Your goal —
A word-for-word repetition of all the entries is required.

Record excerpts —

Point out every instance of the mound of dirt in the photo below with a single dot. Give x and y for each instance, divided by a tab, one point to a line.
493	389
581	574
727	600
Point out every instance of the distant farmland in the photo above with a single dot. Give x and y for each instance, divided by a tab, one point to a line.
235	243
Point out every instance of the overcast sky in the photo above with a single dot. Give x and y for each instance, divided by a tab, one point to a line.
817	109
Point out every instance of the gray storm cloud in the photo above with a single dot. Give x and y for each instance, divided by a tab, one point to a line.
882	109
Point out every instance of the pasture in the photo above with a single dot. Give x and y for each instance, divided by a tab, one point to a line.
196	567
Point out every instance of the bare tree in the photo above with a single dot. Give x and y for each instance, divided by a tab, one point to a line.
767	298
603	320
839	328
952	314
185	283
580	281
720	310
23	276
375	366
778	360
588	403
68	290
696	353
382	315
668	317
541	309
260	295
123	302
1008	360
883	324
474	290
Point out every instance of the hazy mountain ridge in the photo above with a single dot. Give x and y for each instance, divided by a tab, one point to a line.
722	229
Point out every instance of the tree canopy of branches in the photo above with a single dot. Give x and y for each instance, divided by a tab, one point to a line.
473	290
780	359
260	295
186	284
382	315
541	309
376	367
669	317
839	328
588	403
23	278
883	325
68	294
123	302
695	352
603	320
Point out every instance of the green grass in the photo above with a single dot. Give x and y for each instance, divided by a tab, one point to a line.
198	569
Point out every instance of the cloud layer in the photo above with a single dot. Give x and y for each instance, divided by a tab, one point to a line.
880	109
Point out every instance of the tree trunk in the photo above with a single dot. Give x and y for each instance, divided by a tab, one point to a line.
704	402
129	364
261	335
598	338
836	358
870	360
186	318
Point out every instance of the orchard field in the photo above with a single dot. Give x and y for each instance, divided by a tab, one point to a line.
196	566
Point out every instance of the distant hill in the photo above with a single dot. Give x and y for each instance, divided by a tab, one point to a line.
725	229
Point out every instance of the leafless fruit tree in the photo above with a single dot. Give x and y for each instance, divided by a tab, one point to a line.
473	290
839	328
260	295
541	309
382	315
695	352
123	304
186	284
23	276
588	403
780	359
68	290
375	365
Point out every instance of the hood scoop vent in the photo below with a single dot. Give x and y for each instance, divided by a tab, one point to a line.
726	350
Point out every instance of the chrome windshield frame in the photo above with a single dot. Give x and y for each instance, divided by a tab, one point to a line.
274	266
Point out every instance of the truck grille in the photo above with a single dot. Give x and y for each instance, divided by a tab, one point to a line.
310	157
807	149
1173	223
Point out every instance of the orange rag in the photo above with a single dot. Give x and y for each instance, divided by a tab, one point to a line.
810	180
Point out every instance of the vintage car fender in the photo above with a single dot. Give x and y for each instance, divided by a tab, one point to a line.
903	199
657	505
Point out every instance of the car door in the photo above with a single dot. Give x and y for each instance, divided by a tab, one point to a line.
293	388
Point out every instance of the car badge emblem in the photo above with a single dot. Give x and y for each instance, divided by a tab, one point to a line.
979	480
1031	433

Expected output —
Point out every instance of the mound of dirt in the photo below with a single dot. Give x and y for each instance, divided by a tab, one point to a line.
493	389
581	574
727	600
Point out every instance of the distant farmland in the photo above with a single dot. Give x and y for each instance, divided by a tab, one point to a line.
235	243
Point out every instance of the overcast sky in the photo above with a single dot. Give x and y for each instance, divided by a tab, one point to a line.
817	109
Point out every instance of the gray storm cloud in the photo above with a single dot. Give x and y for each instance, divided by a tab, one point to a line.
882	109
Point out every instance of the pasture in the photo above with a single dot. Give x and y for each instance, divided by a tab, one point to a line.
196	567
Point out every instance of the bare tree in the photo above with a single dot. Give x and y for each instance, divided by a tab, one point to a line.
767	298
603	320
839	328
952	314
185	283
580	281
720	310
23	276
375	366
778	360
588	403
68	290
696	353
382	315
668	317
541	309
260	295
123	302
1008	360
883	324
474	290
Point out every instance of the hazy mountain ridge in the photo above with a single dot. Give x and y for each instance, divided by a tab, one point to a line.
722	229
Point out every instance of the tree canopy of branches in the photo above with a single dot. Give x and y for each instance, divided by a tab, one point to a line.
473	290
780	359
260	295
186	284
382	315
541	309
376	367
669	317
839	328
588	403
23	278
883	325
68	294
123	302
695	352
603	320
Point out every instance of the green grass in the photo above with a single dot. Give x and y for each instance, divided by a tab, one point to a line.
198	569
Point out every instance of the cloud layer in the photo above with a single dot. Give x and y for each instance, divided by a tab, one point to a line.
880	109
Point out every instance of the tree trunk in the photo above with a single dot. Give x and y for each instance, divided by a tab, one point to a line.
704	402
129	364
261	335
598	338
836	358
870	360
186	318
Point out every instance of the orchard field in the photo above with a single dot. Give x and y for each instance, divided by a tab, one point to a line.
196	566
Point out every instance of the distant hill in the photo above with a single dot. Give x and y for each instance, divided by a tab, one point to a line.
725	229
Point out every instance of the leafless fruit tree in the photo above with a single dot. Give x and y for each instance, divided by a tab, one point to a line.
473	290
839	328
260	295
541	309
382	315
695	352
123	304
186	284
23	276
588	403
780	359
68	290
375	365
Point out every instance of the hood scoop vent in the photo below with a single dot. Give x and y for each instance, divided by a tab, one point to a line.
726	350
Point out every instance of the chrome windshield frame in the photo above with a single dot. Give x and y for each instance, divided by a tab, one point to a line.
274	266
Point out every instance of the truck grille in the photo above with a single dot. Give x and y for each instance, divided by a tab, one point to a line.
310	157
807	149
1173	223
Point out every instance of the orange rag in the photo above with a single dot. Give x and y for each instance, divided by a tab, one point to a line.
810	180
Point out every instance of the vintage car fender in the photo above with a single dot. Give x and y for each instance, divided by a tab, one point to a line.
903	199
657	505
Point out every instance of the car door in the photo above with a single dot. Give x and y for each instance, divided by a tab, one point to a line.
293	388
Point out every instance of the car badge emblem in the photo above with a single dot. Give x and y for each instance, divided by a tab, one point to a line.
979	480
1031	433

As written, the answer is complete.